ASSIGNED TASK: Print the entries underneath word for word, omitting whatever pictures they contain.

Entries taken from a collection
== Segment start ==

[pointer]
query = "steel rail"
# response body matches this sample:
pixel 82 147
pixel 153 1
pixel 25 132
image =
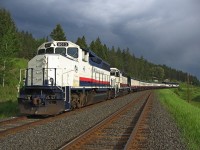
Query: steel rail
pixel 79 141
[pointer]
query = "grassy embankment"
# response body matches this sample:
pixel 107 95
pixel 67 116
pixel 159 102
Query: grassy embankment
pixel 8 93
pixel 186 114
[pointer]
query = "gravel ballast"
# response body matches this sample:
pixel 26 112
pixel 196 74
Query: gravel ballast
pixel 163 131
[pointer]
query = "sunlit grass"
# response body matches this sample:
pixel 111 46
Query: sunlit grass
pixel 186 115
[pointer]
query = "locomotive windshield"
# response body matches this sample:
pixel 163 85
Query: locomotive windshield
pixel 51 50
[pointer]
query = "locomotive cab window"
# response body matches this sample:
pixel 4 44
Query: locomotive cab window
pixel 60 50
pixel 50 50
pixel 41 51
pixel 73 52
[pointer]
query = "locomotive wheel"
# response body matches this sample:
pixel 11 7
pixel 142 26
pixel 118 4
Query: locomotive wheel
pixel 78 100
pixel 74 101
pixel 109 94
pixel 83 99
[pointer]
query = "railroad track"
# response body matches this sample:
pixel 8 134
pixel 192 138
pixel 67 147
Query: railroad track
pixel 119 131
pixel 14 125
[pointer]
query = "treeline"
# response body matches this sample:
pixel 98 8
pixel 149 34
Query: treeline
pixel 22 44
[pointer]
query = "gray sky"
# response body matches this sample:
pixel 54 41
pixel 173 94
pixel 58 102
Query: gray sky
pixel 162 31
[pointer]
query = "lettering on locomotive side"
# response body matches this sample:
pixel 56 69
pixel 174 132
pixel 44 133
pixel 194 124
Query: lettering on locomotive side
pixel 62 44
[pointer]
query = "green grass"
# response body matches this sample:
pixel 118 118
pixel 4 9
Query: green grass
pixel 189 93
pixel 186 115
pixel 8 93
pixel 8 109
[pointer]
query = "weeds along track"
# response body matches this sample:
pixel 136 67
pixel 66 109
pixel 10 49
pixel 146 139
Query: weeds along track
pixel 12 126
pixel 118 131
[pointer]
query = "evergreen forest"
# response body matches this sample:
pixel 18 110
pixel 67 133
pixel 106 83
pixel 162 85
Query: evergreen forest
pixel 21 44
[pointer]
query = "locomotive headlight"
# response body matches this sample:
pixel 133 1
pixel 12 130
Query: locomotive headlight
pixel 51 81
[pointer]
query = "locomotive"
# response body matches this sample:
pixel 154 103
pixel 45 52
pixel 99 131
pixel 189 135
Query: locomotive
pixel 63 76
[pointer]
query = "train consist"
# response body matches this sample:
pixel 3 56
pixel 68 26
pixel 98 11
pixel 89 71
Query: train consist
pixel 63 76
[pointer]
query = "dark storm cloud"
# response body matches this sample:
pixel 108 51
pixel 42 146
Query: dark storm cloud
pixel 164 32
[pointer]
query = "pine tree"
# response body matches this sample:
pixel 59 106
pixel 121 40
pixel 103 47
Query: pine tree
pixel 82 42
pixel 58 34
pixel 9 43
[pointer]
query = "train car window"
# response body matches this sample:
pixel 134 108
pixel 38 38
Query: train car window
pixel 60 50
pixel 41 51
pixel 50 50
pixel 72 51
pixel 96 60
pixel 84 56
pixel 117 74
pixel 112 73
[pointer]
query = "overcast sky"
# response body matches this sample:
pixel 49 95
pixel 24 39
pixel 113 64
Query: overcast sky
pixel 162 31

== Segment end ==

ANSWER SECTION:
[pointer]
query = "steel rail"
# response body matches this sample:
pixel 82 147
pixel 153 1
pixel 25 132
image =
Query: steel rail
pixel 79 141
[pointer]
query = "grassy embankment"
# response body matches this sample:
pixel 107 95
pixel 67 116
pixel 159 102
Query: grassy embankment
pixel 8 93
pixel 186 114
[pointer]
query = "gravel ballast"
# response body matches this sample:
pixel 26 112
pixel 196 74
Query: gravel ballast
pixel 163 131
[pointer]
query = "sunlit grass"
# response body matches this sample:
pixel 111 46
Query: sunlit grass
pixel 186 115
[pointer]
query = "locomotive windshield"
# response body matches this sample:
pixel 163 85
Query: locomotive windshield
pixel 51 50
[pointer]
query = "locomotive cab window"
# response body matches this sample:
pixel 4 44
Query: locomotive cab window
pixel 60 50
pixel 50 50
pixel 41 51
pixel 73 52
[pointer]
query = "locomotive wheel"
# response body matches this sample:
pixel 11 7
pixel 142 26
pixel 118 4
Query: locomotive wheel
pixel 78 100
pixel 74 101
pixel 109 94
pixel 83 99
[pointer]
query = "railroad track"
# response body matches this sample:
pixel 8 134
pixel 192 138
pixel 67 147
Query: railroad track
pixel 119 131
pixel 14 125
[pointer]
query = "treeline"
# response body matches this sample:
pixel 98 8
pixel 149 34
Query: treeline
pixel 22 44
[pointer]
query = "gray sky"
# response body matches this sample:
pixel 54 41
pixel 173 94
pixel 58 102
Query: gray sky
pixel 162 31
[pointer]
query = "lettering on locomotive side"
# response body matches this sample:
pixel 56 69
pixel 174 132
pixel 44 133
pixel 194 124
Query: lettering on locomotive side
pixel 62 44
[pointer]
query = "green grass"
# response body matches this sample:
pixel 118 118
pixel 4 9
Query: green grass
pixel 189 93
pixel 186 115
pixel 8 93
pixel 8 109
[pointer]
query = "weeds along track"
# response body matches this sample:
pixel 136 67
pixel 66 109
pixel 10 49
pixel 146 139
Query: weeds along track
pixel 12 126
pixel 118 131
[pointer]
query = "evergreen forest"
# response body matches this sample:
pixel 18 110
pixel 67 133
pixel 106 83
pixel 162 85
Query: evergreen forest
pixel 21 44
[pointer]
query = "locomotive headlight"
# response body matches this sample:
pixel 133 1
pixel 12 130
Query: locomotive headlight
pixel 51 81
[pointer]
query = "locomotive"
# response body matches this sample:
pixel 154 103
pixel 45 52
pixel 99 131
pixel 189 135
Query: locomotive
pixel 63 76
[pointer]
query = "train consist"
# response body matches this sample:
pixel 3 56
pixel 68 26
pixel 98 11
pixel 89 71
Query: train consist
pixel 63 76
[pointer]
query = "dark storm cloud"
# response body matches this sample:
pixel 108 51
pixel 42 146
Query: dark storm cloud
pixel 164 32
[pointer]
query = "pine tree"
# response body matches this sample:
pixel 59 106
pixel 121 40
pixel 103 47
Query: pine tree
pixel 82 42
pixel 58 34
pixel 9 43
[pointer]
query = "train car window"
# response body matches this sample:
pixel 134 108
pixel 38 38
Query: train car window
pixel 60 50
pixel 41 51
pixel 50 50
pixel 72 51
pixel 96 60
pixel 84 56
pixel 117 74
pixel 112 73
[pointer]
query = "overcast sky"
# response body matches this sample:
pixel 49 95
pixel 24 39
pixel 113 64
Query: overcast sky
pixel 162 31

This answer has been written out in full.